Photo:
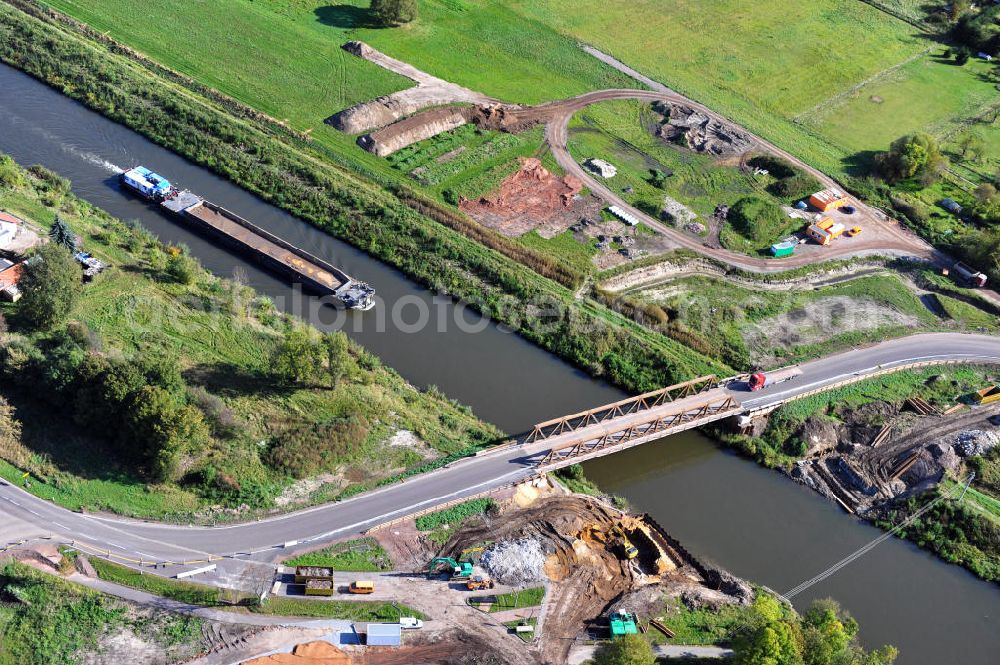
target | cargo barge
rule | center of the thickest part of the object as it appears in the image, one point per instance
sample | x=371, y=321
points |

++++++

Task → Pull out each line of the items above that contains the word "appears".

Exercise answer →
rule | center of the thickest part of the object as it appears in the image, one point per instance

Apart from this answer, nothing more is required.